BEGIN DATA SHOWN
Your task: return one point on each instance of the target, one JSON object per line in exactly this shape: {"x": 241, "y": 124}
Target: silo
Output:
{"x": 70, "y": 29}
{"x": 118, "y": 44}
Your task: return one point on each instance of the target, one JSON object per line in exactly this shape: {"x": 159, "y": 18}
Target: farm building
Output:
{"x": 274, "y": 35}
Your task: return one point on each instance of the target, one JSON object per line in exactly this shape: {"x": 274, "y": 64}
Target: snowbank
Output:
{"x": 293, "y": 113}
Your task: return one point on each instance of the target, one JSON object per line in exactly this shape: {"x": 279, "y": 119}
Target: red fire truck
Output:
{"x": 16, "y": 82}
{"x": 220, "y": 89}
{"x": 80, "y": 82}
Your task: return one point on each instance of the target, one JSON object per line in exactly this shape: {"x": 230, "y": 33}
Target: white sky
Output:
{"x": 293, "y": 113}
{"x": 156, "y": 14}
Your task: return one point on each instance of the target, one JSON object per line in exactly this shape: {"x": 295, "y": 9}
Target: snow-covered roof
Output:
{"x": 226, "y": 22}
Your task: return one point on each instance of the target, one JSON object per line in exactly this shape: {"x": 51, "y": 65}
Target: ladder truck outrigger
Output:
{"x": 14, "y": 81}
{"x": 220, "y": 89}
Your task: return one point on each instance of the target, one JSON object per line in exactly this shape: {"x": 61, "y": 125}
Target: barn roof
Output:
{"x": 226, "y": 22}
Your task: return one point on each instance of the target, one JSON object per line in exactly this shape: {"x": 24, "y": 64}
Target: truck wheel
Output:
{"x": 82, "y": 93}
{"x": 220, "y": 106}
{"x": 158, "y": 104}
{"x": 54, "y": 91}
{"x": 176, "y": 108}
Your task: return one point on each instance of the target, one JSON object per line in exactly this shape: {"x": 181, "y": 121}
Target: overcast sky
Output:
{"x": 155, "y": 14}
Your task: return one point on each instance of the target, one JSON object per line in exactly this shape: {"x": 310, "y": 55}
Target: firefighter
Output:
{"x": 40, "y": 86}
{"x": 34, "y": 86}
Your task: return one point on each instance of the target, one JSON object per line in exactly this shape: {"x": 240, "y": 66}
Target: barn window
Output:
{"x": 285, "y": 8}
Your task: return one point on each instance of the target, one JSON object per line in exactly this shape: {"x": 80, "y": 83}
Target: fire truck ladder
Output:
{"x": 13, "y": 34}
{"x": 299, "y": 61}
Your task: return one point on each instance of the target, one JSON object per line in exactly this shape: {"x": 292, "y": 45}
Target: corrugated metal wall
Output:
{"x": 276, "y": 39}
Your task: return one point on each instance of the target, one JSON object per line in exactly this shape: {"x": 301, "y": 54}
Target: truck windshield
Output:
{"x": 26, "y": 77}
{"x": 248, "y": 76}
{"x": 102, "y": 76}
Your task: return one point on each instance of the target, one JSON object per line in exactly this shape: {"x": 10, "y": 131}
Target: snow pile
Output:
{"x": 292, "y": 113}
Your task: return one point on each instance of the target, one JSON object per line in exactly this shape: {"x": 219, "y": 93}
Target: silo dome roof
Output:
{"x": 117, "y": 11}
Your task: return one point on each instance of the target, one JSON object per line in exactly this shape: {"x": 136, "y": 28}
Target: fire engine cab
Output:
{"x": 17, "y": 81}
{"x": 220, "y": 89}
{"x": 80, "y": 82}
END DATA SHOWN
» **WHAT IS EXPECTED**
Throughout the data, tally the lines that hold the string "ladder" and report the tally alone.

» **ANSWER**
2